### Short problem
Quote every one of the following lines word for word.

(Lines for bounding box labeling)
____________
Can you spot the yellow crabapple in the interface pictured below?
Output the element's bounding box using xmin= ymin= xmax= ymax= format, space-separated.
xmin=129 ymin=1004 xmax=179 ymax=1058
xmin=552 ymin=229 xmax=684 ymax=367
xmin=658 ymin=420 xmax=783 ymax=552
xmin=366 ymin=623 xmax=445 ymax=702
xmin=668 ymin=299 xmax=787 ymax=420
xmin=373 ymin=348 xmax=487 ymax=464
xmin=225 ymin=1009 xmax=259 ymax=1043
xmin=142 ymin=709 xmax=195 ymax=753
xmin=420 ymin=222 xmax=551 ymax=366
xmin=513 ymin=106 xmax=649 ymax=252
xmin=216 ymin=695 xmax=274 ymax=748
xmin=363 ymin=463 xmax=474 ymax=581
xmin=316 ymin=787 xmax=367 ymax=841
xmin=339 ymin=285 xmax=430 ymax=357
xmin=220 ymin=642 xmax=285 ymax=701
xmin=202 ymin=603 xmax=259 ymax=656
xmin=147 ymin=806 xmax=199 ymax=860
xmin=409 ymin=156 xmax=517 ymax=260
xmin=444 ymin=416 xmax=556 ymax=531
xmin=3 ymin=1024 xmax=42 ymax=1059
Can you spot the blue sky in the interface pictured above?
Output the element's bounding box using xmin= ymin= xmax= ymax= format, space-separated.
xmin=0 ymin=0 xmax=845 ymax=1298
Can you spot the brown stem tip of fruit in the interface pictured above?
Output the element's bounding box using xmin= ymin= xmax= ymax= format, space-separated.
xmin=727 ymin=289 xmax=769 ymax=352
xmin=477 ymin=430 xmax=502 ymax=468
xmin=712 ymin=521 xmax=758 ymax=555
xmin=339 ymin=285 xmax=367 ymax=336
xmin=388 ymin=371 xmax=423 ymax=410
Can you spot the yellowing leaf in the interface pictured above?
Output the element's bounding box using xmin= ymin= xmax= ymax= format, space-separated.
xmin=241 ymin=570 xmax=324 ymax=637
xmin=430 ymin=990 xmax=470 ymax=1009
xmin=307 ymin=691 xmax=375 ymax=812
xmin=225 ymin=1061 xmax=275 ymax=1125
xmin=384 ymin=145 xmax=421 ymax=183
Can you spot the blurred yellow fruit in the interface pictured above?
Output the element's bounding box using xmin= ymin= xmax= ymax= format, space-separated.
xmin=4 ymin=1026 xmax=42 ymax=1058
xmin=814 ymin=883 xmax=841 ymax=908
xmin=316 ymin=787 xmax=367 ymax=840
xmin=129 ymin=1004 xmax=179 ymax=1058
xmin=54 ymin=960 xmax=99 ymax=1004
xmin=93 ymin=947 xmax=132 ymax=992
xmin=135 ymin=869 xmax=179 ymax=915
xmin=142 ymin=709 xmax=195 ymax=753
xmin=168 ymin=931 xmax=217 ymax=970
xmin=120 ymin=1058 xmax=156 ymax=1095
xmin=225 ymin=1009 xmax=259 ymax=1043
____________
### Full response
Can you spot the yellow crabapple in the interface pictured below?
Output the element's bounding box using xmin= ymin= xmax= ymax= format, space-separated.
xmin=129 ymin=1004 xmax=179 ymax=1058
xmin=552 ymin=229 xmax=684 ymax=367
xmin=658 ymin=420 xmax=783 ymax=552
xmin=366 ymin=623 xmax=445 ymax=702
xmin=668 ymin=299 xmax=787 ymax=420
xmin=373 ymin=348 xmax=487 ymax=464
xmin=225 ymin=1009 xmax=259 ymax=1043
xmin=142 ymin=709 xmax=195 ymax=753
xmin=420 ymin=222 xmax=551 ymax=366
xmin=513 ymin=106 xmax=649 ymax=252
xmin=216 ymin=695 xmax=274 ymax=748
xmin=363 ymin=463 xmax=474 ymax=581
xmin=316 ymin=787 xmax=367 ymax=841
xmin=339 ymin=285 xmax=430 ymax=357
xmin=220 ymin=642 xmax=285 ymax=701
xmin=202 ymin=603 xmax=259 ymax=656
xmin=147 ymin=806 xmax=199 ymax=860
xmin=409 ymin=156 xmax=517 ymax=260
xmin=444 ymin=416 xmax=556 ymax=531
xmin=3 ymin=1024 xmax=42 ymax=1059
Can you spot the blue sky in the interface pictured above?
Output the element's bounding box using xmin= ymin= xmax= ymax= format, space-separated.
xmin=0 ymin=0 xmax=845 ymax=1298
Can you spot the brown stem tip of fruit in the interface pictured above?
Output the element's bounding box using xmin= ymin= xmax= ymax= format, space-separated.
xmin=727 ymin=289 xmax=769 ymax=352
xmin=477 ymin=430 xmax=502 ymax=468
xmin=712 ymin=521 xmax=758 ymax=555
xmin=339 ymin=285 xmax=367 ymax=336
xmin=388 ymin=371 xmax=423 ymax=410
Can you spot the yellowing leaf in the interface pictured above?
Output the element's bounding box using xmin= ymin= xmax= ymax= format, space-separated.
xmin=241 ymin=570 xmax=324 ymax=637
xmin=430 ymin=990 xmax=470 ymax=1009
xmin=307 ymin=691 xmax=375 ymax=812
xmin=225 ymin=1061 xmax=275 ymax=1125
xmin=384 ymin=145 xmax=421 ymax=183
Can you spot the blurred yellow fruit in the interface pictured above?
Output the element's bounding box using xmin= ymin= xmax= ymax= format, space-separated.
xmin=4 ymin=1026 xmax=42 ymax=1058
xmin=814 ymin=883 xmax=841 ymax=908
xmin=316 ymin=787 xmax=367 ymax=840
xmin=129 ymin=1004 xmax=179 ymax=1058
xmin=54 ymin=960 xmax=99 ymax=1004
xmin=93 ymin=947 xmax=132 ymax=992
xmin=135 ymin=869 xmax=179 ymax=915
xmin=142 ymin=709 xmax=195 ymax=753
xmin=168 ymin=931 xmax=217 ymax=970
xmin=120 ymin=1058 xmax=156 ymax=1095
xmin=225 ymin=1009 xmax=259 ymax=1043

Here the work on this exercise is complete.